### TASK
Every line with the string "chandelier" in it belongs in your answer, so copy them all from the data.

Dataset items:
------------
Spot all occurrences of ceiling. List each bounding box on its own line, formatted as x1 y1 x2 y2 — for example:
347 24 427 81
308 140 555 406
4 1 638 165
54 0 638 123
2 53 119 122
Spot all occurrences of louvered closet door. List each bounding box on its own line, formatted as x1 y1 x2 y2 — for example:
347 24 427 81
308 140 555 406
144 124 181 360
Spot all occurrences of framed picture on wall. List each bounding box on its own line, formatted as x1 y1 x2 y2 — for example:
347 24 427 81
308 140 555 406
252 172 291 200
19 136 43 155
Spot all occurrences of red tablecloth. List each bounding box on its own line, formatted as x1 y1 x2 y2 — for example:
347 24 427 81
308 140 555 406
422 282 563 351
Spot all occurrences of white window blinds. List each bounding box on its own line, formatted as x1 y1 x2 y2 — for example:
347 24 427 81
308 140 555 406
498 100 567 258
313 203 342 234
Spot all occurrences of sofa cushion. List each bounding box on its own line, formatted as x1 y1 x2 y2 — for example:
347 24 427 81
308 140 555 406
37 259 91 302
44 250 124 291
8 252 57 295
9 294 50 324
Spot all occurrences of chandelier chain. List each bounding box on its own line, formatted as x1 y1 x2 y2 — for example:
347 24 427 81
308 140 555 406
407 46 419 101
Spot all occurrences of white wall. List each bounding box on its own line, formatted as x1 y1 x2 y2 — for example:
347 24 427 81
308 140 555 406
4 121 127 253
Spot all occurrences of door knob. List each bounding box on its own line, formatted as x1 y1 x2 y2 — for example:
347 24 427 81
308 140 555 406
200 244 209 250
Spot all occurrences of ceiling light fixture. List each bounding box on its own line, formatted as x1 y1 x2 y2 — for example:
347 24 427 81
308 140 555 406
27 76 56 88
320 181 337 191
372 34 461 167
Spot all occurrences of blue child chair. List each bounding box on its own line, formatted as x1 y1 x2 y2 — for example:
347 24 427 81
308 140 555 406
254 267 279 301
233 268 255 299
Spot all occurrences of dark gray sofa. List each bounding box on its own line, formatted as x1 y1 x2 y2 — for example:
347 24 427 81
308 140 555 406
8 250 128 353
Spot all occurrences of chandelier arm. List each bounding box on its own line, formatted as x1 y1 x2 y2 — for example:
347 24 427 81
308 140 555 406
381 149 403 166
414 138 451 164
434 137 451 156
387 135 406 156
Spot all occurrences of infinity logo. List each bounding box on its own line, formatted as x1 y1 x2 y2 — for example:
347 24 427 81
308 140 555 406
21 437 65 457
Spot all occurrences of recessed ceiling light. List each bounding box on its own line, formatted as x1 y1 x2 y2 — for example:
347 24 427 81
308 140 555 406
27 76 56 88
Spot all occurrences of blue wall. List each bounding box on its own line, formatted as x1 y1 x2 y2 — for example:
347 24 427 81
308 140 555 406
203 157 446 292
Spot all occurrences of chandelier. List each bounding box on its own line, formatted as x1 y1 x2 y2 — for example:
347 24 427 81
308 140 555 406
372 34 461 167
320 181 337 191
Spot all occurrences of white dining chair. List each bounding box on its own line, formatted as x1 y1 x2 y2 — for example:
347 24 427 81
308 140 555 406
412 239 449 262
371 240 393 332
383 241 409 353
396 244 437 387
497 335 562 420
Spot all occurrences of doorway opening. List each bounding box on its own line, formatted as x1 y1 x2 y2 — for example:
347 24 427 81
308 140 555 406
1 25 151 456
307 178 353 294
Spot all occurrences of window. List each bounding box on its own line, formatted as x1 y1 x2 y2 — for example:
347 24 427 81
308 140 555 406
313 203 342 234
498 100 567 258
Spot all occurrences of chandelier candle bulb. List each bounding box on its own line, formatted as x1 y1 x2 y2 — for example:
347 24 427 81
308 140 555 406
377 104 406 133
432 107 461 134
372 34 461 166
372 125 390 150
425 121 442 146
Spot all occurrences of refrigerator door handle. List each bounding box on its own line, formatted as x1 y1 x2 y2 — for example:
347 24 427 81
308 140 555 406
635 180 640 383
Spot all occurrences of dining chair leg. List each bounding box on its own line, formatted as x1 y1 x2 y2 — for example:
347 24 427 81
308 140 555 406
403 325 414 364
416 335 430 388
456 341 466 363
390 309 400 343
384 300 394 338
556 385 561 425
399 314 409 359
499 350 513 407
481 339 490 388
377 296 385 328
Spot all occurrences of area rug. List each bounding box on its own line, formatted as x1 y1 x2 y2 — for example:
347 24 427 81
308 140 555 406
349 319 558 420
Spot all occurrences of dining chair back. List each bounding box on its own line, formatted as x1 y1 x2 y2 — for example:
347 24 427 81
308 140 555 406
------------
### EXERCISE SOLUTION
Spot all occurrences of chandelier chain. List each bounding box on its own line, formatted as x1 y1 x2 y2 — for example:
Spot all occurrences of chandelier arm. List each bounding box on its own line, formatted as x1 y1 x2 y2 — for example:
Spot all occurrences of chandelier. List each bounding box on its own line, formatted as x1 y1 x2 y2 — for example:
Spot all occurrences of chandelier candle bulb. List each bounding box on its own line, formatted as x1 y1 x2 y2 — for example:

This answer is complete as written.